#### [引用文]
***

東遊(ドン・ズー)ベトナム留学生に『お父さん』と慕われた柏原文太郎
「座の中に、柏原文太郎氏という日本の衆議院議員がいて、3人(犬養毅、大隈重信、梁啓超)と共に私の書いた筆談の文章に全て目を通した後でこう言ったのだった。
”誠に、こうして皆さんを目の前にしてはいるが、まるで古の英傑伝を読んでいるようです。何故か。それは、我が扶桑の国へ面会に来られたベトナム人の識者はあなた方が初めてですから”」 『自判』より
ベトナム人運動家の潘佩珠(ファン・ボイ・チャウ)の自伝書『自判』には、清国保皇派の梁啓超から紹介された衆議院委員、柏原文太郎(かしわばら ぶんたろう)氏の事が書かれています。
私が初めてベトナムに行った1990年代の頃、知り合ったベトナム人に「Ông Bá-nguyên Văn-Thái-Lang(バ・グエン・バン・タイ・ラン氏)を知ってる?」 と屡々聞かれた記憶があります。当時はまだベトナム語も能くは解さず、また歴史など全然興味がなく😅、以前の記事『ベトナム史への興味のきっかけ』にも書きましたが、ぽかんとする私の反応を見て、本当に残念そうにガッカリする人々の顔を今でも鮮明に思い出せます。
この越漢語「Ông Bá-nguyên Văn-Thái-Lang」は日本語訳すると「柏-原 文-太-郎」。私は、クオン・デ候自伝の翻訳作業中にこのお名前を発見した時に、「ああ、あの頃聞かれた名前はこれだ。。」と合点が行き、同時に当時(1990年頃)のベトナムでは、民間人の間で非常に有名且つ尊敬を集めていた日本人の一人だったのかと改めて認識したのです。
柏原文太郎氏は、ベトナム抗仏史関連書には必ずと言っていいほど登場します。
「明治2年千葉県成田町に生まれ、同人社、東京専門学校卒業後、育英事業に従い、東亜商業学校、清華学校、東亜同文書院、目白中学校を設立、衆議院議員にも4度当選し、昭和11年に没した教育家であるが、彼のベトナム留学生に対する愛情は非常なものであった。」
長岡・川本編『ベトナム亡国史 他 解説」より
「…千葉県香取町の富豪の長男。東京専門学校(早稲田大学)を出て、当時は東京同文書院の副院長、東亜商業学校の校長だった。この人が潘佩珠と相談しながらベトナム留学生を各学校に振り分け、留学生のために奔走して、旅費や学費を集め、当局の取り調べには適当に応対した。」
後藤均平著『日本のなかのベトナム』より
日本側の勧めに応じて、1906年にクオン・デ候と数名の学生が来日すると、潘佩珠(ファン・ボイ・チャウ)は犬養毅に一書を送り入学先の斡旋を依頼しました。

***

#### [保存記録]
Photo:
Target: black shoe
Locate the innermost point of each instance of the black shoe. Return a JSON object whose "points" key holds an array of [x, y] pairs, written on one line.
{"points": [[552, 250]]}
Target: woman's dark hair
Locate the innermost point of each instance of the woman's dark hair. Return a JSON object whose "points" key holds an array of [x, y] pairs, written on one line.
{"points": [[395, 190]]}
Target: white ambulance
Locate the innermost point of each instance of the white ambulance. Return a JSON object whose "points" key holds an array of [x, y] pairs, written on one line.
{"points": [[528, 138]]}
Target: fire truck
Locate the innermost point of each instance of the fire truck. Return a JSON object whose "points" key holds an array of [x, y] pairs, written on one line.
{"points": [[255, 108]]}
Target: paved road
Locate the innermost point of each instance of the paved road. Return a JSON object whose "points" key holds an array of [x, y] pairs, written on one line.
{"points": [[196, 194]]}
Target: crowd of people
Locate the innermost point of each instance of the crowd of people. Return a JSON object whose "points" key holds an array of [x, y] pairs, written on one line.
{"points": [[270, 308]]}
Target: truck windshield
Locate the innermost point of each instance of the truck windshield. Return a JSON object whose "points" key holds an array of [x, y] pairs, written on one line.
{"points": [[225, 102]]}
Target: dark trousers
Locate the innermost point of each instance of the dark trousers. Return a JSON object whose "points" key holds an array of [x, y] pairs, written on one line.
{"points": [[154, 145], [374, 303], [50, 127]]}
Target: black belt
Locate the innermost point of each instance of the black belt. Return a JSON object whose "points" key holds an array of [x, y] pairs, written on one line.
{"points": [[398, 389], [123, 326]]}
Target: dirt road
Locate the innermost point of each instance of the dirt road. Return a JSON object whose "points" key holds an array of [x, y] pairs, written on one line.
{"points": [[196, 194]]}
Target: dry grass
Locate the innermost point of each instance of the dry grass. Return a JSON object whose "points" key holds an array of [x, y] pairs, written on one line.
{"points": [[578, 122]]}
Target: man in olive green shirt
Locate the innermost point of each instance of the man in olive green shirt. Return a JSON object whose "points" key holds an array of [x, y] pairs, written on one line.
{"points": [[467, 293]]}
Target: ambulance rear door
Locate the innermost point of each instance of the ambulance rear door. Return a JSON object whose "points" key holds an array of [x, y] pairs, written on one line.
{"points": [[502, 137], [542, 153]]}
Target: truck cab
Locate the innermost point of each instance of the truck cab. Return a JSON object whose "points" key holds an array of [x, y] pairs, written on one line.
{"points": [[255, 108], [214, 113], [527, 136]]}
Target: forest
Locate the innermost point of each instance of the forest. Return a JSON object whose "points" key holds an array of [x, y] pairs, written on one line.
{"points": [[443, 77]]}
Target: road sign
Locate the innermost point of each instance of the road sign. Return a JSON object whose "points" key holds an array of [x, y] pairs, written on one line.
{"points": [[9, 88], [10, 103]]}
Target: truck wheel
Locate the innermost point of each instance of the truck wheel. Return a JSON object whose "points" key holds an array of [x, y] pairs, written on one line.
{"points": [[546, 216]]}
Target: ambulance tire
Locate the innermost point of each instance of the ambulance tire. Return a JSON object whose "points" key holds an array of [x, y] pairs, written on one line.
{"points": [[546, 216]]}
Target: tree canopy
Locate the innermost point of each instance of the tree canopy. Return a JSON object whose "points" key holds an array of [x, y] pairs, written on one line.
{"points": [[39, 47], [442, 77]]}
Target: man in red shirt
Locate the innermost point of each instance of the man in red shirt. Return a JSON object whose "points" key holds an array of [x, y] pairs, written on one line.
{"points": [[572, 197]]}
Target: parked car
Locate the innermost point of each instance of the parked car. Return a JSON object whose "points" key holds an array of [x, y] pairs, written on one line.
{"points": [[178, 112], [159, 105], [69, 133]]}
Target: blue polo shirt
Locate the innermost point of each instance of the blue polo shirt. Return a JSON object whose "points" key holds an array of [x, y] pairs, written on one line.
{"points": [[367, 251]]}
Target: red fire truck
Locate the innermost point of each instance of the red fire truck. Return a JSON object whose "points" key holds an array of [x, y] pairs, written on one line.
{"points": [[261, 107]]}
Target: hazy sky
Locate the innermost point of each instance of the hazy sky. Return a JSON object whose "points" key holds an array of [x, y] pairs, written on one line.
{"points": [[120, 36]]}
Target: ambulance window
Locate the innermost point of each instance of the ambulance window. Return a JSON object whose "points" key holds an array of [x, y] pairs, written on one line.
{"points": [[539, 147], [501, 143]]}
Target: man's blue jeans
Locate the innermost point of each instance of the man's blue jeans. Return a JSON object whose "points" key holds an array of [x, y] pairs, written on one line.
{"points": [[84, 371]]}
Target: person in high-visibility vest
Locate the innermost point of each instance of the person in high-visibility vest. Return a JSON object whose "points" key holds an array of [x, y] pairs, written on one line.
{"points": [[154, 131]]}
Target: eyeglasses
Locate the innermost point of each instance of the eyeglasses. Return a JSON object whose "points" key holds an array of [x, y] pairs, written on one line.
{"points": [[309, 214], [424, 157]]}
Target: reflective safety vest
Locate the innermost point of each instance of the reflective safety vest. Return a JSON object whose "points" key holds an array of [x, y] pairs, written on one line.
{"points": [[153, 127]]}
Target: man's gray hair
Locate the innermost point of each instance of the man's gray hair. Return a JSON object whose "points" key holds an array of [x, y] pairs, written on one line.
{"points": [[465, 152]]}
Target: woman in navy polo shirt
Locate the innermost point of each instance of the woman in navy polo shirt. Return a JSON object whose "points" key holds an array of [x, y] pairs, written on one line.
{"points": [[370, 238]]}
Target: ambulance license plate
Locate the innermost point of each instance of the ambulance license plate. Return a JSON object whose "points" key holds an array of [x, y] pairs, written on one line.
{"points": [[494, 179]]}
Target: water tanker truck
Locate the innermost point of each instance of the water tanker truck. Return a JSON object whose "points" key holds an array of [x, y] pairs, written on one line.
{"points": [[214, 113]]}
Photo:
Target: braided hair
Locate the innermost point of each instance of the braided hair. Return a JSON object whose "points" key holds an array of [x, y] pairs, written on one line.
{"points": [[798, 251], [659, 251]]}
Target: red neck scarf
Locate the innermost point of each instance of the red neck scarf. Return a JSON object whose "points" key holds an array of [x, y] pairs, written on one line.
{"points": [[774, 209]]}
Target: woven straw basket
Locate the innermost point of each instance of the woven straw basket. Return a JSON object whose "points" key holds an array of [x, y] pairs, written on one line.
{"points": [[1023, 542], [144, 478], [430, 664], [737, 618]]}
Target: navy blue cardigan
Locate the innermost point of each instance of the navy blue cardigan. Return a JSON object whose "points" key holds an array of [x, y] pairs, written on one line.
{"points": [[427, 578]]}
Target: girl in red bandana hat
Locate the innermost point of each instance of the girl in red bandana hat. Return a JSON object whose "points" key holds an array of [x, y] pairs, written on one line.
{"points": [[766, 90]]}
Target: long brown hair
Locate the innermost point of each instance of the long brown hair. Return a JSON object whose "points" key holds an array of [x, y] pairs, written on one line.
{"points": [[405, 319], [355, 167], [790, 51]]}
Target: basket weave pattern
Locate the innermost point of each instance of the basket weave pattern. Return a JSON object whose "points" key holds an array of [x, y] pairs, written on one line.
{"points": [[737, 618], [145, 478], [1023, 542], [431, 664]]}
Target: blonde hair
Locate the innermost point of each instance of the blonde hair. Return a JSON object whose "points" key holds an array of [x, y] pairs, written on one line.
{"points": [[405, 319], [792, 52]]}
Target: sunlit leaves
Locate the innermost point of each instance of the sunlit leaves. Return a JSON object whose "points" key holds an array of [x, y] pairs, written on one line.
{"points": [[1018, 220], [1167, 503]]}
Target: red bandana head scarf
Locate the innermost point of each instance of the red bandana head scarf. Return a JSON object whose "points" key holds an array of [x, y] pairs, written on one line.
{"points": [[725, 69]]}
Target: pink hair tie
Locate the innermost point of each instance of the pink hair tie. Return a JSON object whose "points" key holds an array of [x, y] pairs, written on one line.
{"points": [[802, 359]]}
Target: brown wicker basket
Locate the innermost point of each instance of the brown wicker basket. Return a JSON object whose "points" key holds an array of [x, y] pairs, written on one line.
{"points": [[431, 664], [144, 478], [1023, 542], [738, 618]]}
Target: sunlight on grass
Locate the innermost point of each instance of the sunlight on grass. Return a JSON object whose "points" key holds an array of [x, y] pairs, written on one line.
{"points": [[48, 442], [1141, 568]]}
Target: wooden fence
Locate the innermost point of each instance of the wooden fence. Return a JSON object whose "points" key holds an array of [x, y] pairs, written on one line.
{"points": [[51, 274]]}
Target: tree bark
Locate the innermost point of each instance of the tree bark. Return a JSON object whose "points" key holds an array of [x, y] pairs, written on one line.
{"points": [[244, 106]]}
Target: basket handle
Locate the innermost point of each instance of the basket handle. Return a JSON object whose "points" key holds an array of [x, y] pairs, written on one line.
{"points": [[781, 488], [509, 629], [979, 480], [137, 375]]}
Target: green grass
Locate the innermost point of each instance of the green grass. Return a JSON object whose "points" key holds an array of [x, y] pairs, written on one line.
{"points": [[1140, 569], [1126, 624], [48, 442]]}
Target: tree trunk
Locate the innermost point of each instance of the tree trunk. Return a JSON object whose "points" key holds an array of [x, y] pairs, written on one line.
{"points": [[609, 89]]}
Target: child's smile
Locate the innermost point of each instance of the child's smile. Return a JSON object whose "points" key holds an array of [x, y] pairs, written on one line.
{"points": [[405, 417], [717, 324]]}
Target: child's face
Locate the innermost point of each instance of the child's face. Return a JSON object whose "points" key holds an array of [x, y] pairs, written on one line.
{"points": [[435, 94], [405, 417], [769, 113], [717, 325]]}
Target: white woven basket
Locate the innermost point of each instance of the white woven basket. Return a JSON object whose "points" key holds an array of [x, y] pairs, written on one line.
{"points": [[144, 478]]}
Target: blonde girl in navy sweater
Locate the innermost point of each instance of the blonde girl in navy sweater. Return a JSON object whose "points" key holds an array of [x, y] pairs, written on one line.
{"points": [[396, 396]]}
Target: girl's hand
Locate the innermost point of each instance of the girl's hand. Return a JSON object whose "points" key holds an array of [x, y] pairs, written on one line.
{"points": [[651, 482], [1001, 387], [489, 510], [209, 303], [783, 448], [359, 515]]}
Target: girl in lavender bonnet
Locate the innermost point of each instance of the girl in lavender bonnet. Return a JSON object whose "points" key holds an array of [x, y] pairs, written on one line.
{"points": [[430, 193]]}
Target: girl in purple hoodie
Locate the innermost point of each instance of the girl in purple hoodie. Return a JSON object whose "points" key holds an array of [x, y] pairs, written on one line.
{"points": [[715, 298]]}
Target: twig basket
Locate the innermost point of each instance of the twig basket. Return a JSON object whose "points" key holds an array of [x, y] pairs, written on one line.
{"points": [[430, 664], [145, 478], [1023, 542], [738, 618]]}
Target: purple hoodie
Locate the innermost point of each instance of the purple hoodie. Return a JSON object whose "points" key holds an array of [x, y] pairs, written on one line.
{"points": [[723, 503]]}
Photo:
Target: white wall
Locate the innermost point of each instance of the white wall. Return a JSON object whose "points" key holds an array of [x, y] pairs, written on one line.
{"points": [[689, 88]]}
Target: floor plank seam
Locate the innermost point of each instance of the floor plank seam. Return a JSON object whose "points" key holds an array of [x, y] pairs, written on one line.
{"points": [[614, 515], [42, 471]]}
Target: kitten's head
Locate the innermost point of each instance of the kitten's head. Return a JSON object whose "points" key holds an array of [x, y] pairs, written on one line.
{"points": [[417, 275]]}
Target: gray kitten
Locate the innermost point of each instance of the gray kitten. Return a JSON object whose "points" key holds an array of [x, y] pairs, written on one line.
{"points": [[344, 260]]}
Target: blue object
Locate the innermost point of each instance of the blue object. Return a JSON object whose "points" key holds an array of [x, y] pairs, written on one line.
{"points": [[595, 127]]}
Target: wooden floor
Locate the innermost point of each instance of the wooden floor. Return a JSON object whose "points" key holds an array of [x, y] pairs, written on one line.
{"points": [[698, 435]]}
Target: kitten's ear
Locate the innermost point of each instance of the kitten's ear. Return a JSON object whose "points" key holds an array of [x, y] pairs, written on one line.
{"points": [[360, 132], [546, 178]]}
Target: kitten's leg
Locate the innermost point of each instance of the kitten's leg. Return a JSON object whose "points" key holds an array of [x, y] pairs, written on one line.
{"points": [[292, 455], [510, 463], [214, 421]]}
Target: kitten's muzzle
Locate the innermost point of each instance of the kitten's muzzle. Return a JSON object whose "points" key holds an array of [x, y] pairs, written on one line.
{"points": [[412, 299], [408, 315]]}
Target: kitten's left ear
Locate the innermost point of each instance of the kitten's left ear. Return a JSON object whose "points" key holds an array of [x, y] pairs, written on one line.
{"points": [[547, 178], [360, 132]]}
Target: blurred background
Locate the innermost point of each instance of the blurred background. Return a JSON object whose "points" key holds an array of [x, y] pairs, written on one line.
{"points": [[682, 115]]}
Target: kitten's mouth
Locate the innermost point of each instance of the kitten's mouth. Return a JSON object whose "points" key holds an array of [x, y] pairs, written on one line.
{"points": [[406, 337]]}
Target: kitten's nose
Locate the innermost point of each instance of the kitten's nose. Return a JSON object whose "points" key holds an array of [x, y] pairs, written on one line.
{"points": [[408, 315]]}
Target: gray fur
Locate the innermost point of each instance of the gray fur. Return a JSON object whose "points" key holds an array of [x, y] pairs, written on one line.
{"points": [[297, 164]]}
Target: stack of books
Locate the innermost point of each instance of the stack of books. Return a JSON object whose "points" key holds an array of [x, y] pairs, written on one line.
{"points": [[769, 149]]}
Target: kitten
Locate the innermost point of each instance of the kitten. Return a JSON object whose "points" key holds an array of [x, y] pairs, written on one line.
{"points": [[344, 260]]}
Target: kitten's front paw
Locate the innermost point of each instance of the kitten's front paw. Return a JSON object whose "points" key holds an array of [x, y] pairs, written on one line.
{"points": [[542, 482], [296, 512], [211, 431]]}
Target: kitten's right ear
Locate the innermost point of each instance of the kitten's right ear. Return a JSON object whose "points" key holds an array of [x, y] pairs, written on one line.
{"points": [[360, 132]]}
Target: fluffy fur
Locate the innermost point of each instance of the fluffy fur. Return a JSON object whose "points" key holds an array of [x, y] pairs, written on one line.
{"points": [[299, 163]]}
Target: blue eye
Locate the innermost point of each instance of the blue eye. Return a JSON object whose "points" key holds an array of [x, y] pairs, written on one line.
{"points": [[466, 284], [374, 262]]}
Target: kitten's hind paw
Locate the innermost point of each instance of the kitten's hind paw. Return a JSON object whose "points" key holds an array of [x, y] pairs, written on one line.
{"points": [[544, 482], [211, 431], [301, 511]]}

***

#### [課題 A]
柏原文太郎についての文章から、次の問いに答えてください。
(i) ベトナム語で柏原文太郎はどのように呼ばれているか。
(ii) 柏原文太郎は衆議院議員に何度当選したか。
(iii) 1906年に日本側の勧めに応じて来日したのは誰か。
#### [課題 B]
柏原文太郎についての文章を、最後の一文の後から続けてください。

#### [記述回答 A]
(i) Ông Bá-nguyên Văn-Thái-Lang(バ・グエン・バン・タイ・ラン氏)
(ii) 4度
(iii) クオン・デ候と数名の学生

#### [記述回答 B]
「…その後は犬養の代理、柏原文太郎代議士が関係者の間を奔走、斡旋してくれたので、ベトナム人留学生の入学問題はわずか10日余りで無事解決、潘を初めとしてこの日の来るのを待ちわびていた少年達をいたく喜ばせた。」 内海三八郎著『潘佩珠伝』より
けれど、喜びもつかの間、フランスの猛烈な妨害作戦が開始されました。国許からの送金が絶たれたベトナム留学生は一気に困窮し、ベトナム国内では中部地方で『抗租税事件』、北部地方で『投毒事件(=ハノイフランス軍営の食事に毒が混入した事件)』が連続で発生しました。フランスは、これら事件の首謀者を『在外ベトナム人の独立運動によるもの』と決めつけて、『日仏条約』を楯に在日本ベトナム留学生の取り締まりを要求したのです。その結果、日本は1908年10月頃、東亜同文会に対し『ベトナム人留学生の解散命令』を出しました。
この時フランスは、留学生の国許の両親を逮捕し手紙を書かせて帰国を促す策を取った為、留学生の殆どが帰国してしまいました。クオン・デ候の自伝にも、この時日本に代わる留学生の受け入れ先を探しにタイへ渡った経緯が書いてあります。
「…優秀な人材の育成に集注して取り組むべしと決意を新たにしたそんな時、日本での活動を停止せねばならなくなったのです。当然、日本に代わる別の人材育成拠点を探す必要があり、私はその為に泰(タイ)へ移ることを考えました。」 『クオン・デ 革命の生涯』より
しかし、やはりタイでは腰を据えた人材育成は難しいと判断して再度日本へ戻ったクオン・デ候は、今度は早稲田大学に入学します。クオン・デ候以外に、「その頃の東京には、陳有功(チャン・フゥ・コン)君らベトナム人留学生8名だけが柏原文太郎氏の商業学校に残るのみだった」と書いてありますので、この商業学校というのは、前述の「東亜商業学校」で間違いないと思います。
しかし結局、翌年2月頃には潘佩珠(ファン・ボイ・チャウ)とクオン・デ候それぞれに『退去命令』が届いたのです。
「畿外候(=クオン・デ候のこと)は24時間以内、私(=ファン・ボイ・チャウ)は1週間以内に出国せよと命令が下ったため、私は中国かタイへ移ろうと考えた。」 『自判』より
この時日本当局に呼び出された柏原文太郎氏が、ベトナム留学生について語ったという内容が、当局の古い記録に残されています。
「…仏国政府が賦課する重税は、仏印国民に非情の悪感情を惹起せしめ、怨嗟の声巷に満ちて、之がため、人心離散し、政府に服従するは僅かに政府の役人のみ。正しく近き将来に於いて、内乱の起こるを免れざるべし。然るに一方、米国は亜細亜大陸に手を延ばさんとし、香港を足溜まりの場所となさんとしたるに、英国との交渉纏まらず、遂に目的を達する能わざりしものなれば…」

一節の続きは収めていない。